[ENTRIES SHOWN — start]

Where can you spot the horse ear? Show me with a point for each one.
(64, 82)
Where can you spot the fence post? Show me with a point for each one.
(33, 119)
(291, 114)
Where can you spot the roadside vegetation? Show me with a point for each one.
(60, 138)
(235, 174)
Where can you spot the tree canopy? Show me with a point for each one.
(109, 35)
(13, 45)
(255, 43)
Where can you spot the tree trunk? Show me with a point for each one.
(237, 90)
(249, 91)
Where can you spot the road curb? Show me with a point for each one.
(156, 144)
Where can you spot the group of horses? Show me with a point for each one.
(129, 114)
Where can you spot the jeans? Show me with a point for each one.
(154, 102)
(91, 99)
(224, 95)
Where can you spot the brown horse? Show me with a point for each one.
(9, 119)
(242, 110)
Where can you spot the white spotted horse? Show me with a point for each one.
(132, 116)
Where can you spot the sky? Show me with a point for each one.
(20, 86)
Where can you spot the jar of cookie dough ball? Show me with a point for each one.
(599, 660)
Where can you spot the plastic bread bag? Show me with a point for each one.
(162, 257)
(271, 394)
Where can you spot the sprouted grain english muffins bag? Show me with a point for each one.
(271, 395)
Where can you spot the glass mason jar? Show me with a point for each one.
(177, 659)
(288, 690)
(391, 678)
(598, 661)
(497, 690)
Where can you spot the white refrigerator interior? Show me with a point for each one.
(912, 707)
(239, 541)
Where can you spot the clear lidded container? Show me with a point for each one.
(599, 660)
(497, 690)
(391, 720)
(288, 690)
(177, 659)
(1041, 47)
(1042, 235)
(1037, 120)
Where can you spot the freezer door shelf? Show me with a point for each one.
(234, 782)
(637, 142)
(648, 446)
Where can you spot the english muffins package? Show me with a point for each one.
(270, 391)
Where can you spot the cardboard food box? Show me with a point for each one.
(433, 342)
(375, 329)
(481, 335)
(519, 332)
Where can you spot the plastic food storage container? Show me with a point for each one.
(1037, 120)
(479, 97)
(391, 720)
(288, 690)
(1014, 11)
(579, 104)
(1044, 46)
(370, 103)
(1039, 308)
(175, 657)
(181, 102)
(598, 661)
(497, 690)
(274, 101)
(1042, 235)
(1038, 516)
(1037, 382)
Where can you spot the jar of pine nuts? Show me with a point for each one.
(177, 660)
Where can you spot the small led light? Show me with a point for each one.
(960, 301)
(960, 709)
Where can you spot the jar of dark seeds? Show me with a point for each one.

[ENTRIES SHOWN — finish]

TO DO: Reproduce all the entries verbatim, leaving nothing out.

YOUR RESPONSE:
Where can you spot the horse ear? Show me with a point for each one.
(64, 82)
Where can you spot the fence post? Show me with a point for each one.
(33, 119)
(291, 114)
Where can you spot the roadside vegetation? Show me with a point for each one.
(60, 138)
(235, 174)
Where can you spot the tree canopy? Show me with a point for each one.
(109, 35)
(13, 45)
(255, 43)
Where can you spot the tree trunk? Show me with a point for each one.
(237, 90)
(249, 91)
Where can you spot the road curb? Show me with a point for each one.
(156, 144)
Where can you spot the group of horses? Show me with a point for each one.
(129, 114)
Where can you spot the jeans? Show me with a point for each one.
(154, 102)
(91, 99)
(224, 95)
Where can you spot the brown horse? Show me with a point for each one.
(9, 119)
(242, 110)
Where can you spot the white spotted horse? Show me with a point for each one.
(132, 116)
Where can you spot the sky? Show me with a point for each one.
(20, 86)
Where can you spot the jar of cookie dough ball? Show me with a point for each one.
(599, 660)
Where can you spot the plastic bread bag? Show me with a point for each one.
(162, 257)
(271, 394)
Where can you spot the sprouted grain english muffins bag? Show me with a point for each one.
(271, 395)
Where can you spot the glass mason jar? Show me with a point for each one.
(177, 659)
(288, 690)
(391, 678)
(598, 661)
(497, 690)
Where can you spot the white refrigerator interior? Show me with a point for each one.
(912, 707)
(239, 541)
Where can you spot the clear lidded container? Show me with a point for each one.
(599, 660)
(497, 690)
(391, 720)
(288, 690)
(177, 659)
(1041, 47)
(1042, 235)
(1037, 120)
Where can you spot the freezer door shelf? Show me with a point for each one.
(234, 782)
(637, 142)
(648, 446)
Where can you spot the english muffins package? Show me with a point for each one.
(270, 391)
Where can you spot the cardboard food box? Show me with a point for each one.
(433, 342)
(375, 329)
(481, 335)
(519, 332)
Where can you spot the plastic food storage container? Show me with a point for each one.
(1037, 120)
(479, 97)
(391, 720)
(288, 690)
(1014, 11)
(579, 104)
(1044, 46)
(370, 103)
(1039, 308)
(175, 657)
(181, 102)
(598, 661)
(497, 690)
(274, 101)
(1042, 235)
(1038, 516)
(1037, 382)
Where can you spot the jar of pine nuts? Show me with a point for each one.
(177, 660)
Where can you spot the small led light? Show me with a point for each one.
(960, 301)
(960, 709)
Where can you spot the jar of dark seeds? Show me with a point for each one.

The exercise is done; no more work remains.